# INPUT FOR THIS TASK:
○ ○ ○ ○ ○ ○ ○

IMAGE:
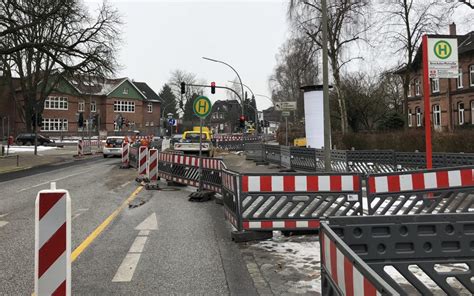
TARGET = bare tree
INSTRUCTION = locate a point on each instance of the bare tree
(296, 66)
(178, 76)
(70, 41)
(409, 20)
(348, 21)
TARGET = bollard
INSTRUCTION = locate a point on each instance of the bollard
(53, 242)
(152, 171)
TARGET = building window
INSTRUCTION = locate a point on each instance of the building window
(461, 113)
(436, 115)
(472, 112)
(54, 125)
(124, 106)
(459, 80)
(418, 116)
(56, 103)
(409, 118)
(471, 74)
(435, 85)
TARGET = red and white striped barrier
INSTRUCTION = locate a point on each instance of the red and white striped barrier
(53, 242)
(440, 179)
(142, 160)
(343, 272)
(310, 183)
(125, 154)
(153, 165)
(281, 224)
(80, 151)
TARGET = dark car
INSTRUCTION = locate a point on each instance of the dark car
(29, 139)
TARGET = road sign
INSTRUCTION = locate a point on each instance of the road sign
(202, 106)
(285, 106)
(443, 57)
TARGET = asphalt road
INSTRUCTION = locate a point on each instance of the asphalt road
(179, 247)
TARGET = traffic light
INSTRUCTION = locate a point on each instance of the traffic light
(213, 87)
(242, 121)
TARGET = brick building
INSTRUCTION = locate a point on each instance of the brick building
(100, 100)
(452, 100)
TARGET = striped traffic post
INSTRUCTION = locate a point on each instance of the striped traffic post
(53, 242)
(125, 156)
(142, 162)
(152, 171)
(80, 151)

○ ○ ○ ○ ○ ○ ○

# TO DO:
Rewrite the material above with "bare tree" changed to "leafless tree" wherever it occurs, keeping everything else the same. Omit the pictures from your answer.

# TASK SOLUTION:
IMAGE:
TARGET = leafless tree
INSTRUCTION = locate a point on each instance of the leafless tree
(296, 66)
(178, 76)
(70, 41)
(409, 20)
(348, 21)
TARGET = bollard
INSTRUCTION = locate a point on each instance of the bollard
(53, 242)
(152, 171)
TARGET = building window
INSTRUCTION = locate a point on each instance of the building window
(461, 113)
(436, 115)
(472, 112)
(54, 125)
(124, 106)
(459, 80)
(418, 116)
(56, 103)
(409, 118)
(471, 74)
(435, 85)
TARGET = red and white striped barrier
INSTRUCTION = locate a point on each instance of the red and white striped barrier
(53, 242)
(440, 179)
(142, 160)
(343, 272)
(310, 183)
(125, 154)
(153, 165)
(281, 224)
(80, 151)
TARGET = dark car
INSTRUCTION = locate a point on each instance of the dark car
(29, 139)
TARGET = road sign
INSTRUCTION = locate a point on each instance of the road sign
(202, 106)
(285, 106)
(443, 57)
TARGET = asphalt road
INSTRUCTION = locate a point on each instance of the asphalt road
(179, 247)
TARGET = traffic light
INSTRUCTION = locate a point on each instance of the traffic light
(213, 87)
(242, 121)
TARGET = brick building
INSTRUCTION = locate a point on each instance of the brick building
(100, 100)
(452, 100)
TARGET = striped traffic post
INSTRUCTION = locate a point on each instance of the striped traffic post
(53, 242)
(125, 156)
(142, 162)
(152, 171)
(80, 151)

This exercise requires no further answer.